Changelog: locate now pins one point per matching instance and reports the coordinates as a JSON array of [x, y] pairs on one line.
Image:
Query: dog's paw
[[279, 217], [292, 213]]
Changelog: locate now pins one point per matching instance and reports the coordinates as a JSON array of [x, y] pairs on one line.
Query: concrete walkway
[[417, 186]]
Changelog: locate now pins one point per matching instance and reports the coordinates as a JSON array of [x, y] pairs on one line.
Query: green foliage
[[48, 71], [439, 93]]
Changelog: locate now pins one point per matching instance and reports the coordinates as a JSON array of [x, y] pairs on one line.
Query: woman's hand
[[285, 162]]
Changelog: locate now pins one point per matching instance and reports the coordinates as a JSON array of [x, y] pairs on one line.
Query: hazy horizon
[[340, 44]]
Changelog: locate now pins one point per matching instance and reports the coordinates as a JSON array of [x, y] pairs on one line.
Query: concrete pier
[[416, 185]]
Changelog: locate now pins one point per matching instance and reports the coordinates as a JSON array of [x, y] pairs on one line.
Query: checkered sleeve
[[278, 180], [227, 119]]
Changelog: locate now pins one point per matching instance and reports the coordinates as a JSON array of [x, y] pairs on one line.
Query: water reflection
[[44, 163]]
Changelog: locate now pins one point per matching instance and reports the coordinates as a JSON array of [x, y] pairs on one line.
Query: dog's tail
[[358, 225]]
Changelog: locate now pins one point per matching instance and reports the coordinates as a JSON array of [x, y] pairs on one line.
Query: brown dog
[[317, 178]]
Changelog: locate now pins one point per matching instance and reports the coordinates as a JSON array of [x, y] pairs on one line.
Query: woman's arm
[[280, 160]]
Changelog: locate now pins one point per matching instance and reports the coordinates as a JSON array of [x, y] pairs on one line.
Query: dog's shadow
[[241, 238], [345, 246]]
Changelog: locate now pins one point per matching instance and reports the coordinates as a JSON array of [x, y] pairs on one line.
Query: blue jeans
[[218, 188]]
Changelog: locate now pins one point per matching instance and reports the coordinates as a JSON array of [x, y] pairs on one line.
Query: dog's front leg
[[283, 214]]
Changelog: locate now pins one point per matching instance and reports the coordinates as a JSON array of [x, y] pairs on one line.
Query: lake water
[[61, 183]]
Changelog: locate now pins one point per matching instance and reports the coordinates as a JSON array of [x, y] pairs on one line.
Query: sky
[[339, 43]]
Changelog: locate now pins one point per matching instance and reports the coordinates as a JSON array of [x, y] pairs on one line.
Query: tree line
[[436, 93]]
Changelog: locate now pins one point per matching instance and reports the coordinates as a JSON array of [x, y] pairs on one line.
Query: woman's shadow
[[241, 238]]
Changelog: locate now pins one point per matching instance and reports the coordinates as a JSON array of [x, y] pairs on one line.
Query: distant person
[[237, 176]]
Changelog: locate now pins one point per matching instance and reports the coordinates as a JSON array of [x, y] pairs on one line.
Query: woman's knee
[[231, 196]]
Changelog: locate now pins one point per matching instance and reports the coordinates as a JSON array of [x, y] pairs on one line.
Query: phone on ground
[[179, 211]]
----------------------------------------
Rewrite all of the records above, putting "marks one point" in place of "pins one point" and changing nothing else.

Changelog: locate now marks one point per matching instance and reports the coordinates as a JSON array of [x, y] pairs on one line.
Image:
Query: dog's paw
[[279, 217], [292, 213]]
Changelog: locate now marks one point per matching instance and reports the coordinates as a JSON array of [x, y] pairs on one line.
Query: concrete walkway
[[417, 186]]
Changelog: locate now marks one point per matching instance and reports the coordinates as a JSON array of [x, y] pairs on one line.
Query: green foliage
[[48, 71], [439, 93]]
Changelog: locate now marks one point per matching instance and reports the coordinates as a JSON array of [x, y] pairs on one line.
Query: woman's hand
[[285, 162]]
Changelog: locate now marks one point per matching instance and reports the coordinates as a JSON array of [x, y] pairs on one line.
Query: hazy horizon
[[340, 44]]
Changelog: locate now marks one point per matching instance and reports the coordinates as a JSON array of [x, y] pairs on one line.
Query: concrete pier
[[416, 185]]
Changelog: locate now marks one point per matching instance and reports the coordinates as a JSON array of [x, y] pairs on one line.
Query: checkered sleeve
[[278, 180], [227, 119]]
Changelog: locate now marks one point per matching instance and reports the coordinates as a JSON array of [x, y] pairs on one line.
Query: water reflection
[[44, 163]]
Changelog: locate now marks one point per matching instance and reports the coordinates as a JSON array of [x, y] pairs on one line.
Query: dog's tail
[[358, 225]]
Changelog: locate now marks one point per matching instance and reports the coordinates as a JSON array of [x, y] pairs on one line.
Query: brown dog
[[317, 178]]
Changelog: locate now marks one point per matching instance and reports the coordinates as a JSON array of [x, y] pairs on one line.
Query: woman's arm
[[280, 160]]
Changelog: locate now marks one point per matching instance and reports the coordinates as a JSON array of [x, y] pairs on one line.
Query: dog's shadow
[[241, 238], [345, 246]]
Changelog: locate now marks one point per matching instance and reports the coordinates as a JSON array of [x, y] pairs on one line.
Query: blue jeans
[[218, 188]]
Changelog: locate now marks one point per matching instance and reports the coordinates as a JSON array of [x, y] pairs on one line.
Query: dog's front leg
[[283, 214]]
Changelog: locate now marks one point per matching instance and reports the coordinates as a JSON array of [x, y] pairs on one line.
Query: lake water
[[61, 183]]
Changelog: locate now marks one point per matching instance and reports the coordinates as a JSON array of [x, y] pairs on one line.
Query: sky
[[339, 43]]
Changelog: locate now marks one point per matching instance and reports the coordinates as a JSON array of [x, y] pairs on one line.
Query: tree line
[[436, 93]]
Changelog: locate now marks one point per matching instance and reports the coordinates as a JSON array of [x, y] pairs on one line.
Query: woman's shadow
[[241, 238]]
Changelog: locate now marks one point per matching instance and reports the coordinates as a JSON array of [x, y] pairs on one line.
Query: distant person
[[237, 176]]
Changelog: locate now marks one point per matching instance and reports the coordinates as a JSON array of [x, y] pairs on one line.
Query: woman's knee
[[231, 196]]
Changelog: locate now marks one point per matching instance and reports the coordinates as a JSON array of [x, y] pairs on one line.
Query: phone on ground
[[179, 211]]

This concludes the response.